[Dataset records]

══════════════════════════════

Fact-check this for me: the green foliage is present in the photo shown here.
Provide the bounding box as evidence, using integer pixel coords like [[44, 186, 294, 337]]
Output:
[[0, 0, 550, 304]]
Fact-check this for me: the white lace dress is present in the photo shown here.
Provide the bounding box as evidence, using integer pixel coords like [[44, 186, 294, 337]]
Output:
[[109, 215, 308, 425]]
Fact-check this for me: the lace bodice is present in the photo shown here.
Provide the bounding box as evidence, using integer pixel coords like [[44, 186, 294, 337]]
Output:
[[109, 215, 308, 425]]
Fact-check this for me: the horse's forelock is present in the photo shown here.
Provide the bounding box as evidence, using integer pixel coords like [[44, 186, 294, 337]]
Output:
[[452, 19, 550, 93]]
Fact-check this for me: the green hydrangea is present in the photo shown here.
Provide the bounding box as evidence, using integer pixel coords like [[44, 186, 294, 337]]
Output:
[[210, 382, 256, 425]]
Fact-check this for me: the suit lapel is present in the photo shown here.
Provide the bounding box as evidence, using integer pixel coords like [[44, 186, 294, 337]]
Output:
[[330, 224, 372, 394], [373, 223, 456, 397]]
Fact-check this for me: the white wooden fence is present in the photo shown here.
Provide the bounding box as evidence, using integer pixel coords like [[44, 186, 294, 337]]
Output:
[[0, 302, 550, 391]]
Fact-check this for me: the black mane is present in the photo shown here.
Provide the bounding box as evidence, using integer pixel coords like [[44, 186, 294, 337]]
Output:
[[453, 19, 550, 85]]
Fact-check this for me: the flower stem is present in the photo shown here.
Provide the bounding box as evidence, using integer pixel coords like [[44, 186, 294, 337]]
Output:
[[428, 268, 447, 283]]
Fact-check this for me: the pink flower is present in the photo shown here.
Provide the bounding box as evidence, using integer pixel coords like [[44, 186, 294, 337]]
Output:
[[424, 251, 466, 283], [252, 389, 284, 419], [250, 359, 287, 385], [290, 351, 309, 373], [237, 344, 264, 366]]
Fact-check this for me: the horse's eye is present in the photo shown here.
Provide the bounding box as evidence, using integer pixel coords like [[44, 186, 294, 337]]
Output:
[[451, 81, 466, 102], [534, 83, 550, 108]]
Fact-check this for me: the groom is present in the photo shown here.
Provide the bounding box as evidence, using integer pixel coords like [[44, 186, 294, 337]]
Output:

══════════════════════════════

--- INSTRUCTION ---
Please output the part of the data that opens with the line containing "Fact-check this for me: the suit" and closes with the line containing "[[428, 268, 447, 283]]" as a two-column CSV with the headers input and output. Put each text and its answer together on one row, with each value in its own quoted field and line breaks replaced by spaces.

--- RESULT OF THIS TASK ---
input,output
"Fact-check this for me: the suit lapel is present in the photo shown here. Provide the bounding box as evidence, using integer pixel coords like [[44, 186, 294, 337]] Output:","[[330, 224, 372, 394], [373, 223, 456, 397]]"
"Fact-check this for me: the white wooden fence is present in the photo shown here. Provide the bounding box as evidence, using integer pixel coords like [[44, 186, 294, 337]] Output:","[[0, 302, 550, 391]]"
"Fact-check this for me: the black mane is present in the photo shown here. Provide the bounding box as evidence, using integer pixel coords like [[44, 186, 294, 337]] Output:","[[453, 19, 550, 85]]"
"Fact-check this for me: the flower stem is present in the photo shown here. Provide the bounding box as evidence, using integer pixel coords like [[44, 186, 294, 337]] Output:","[[428, 268, 447, 283]]"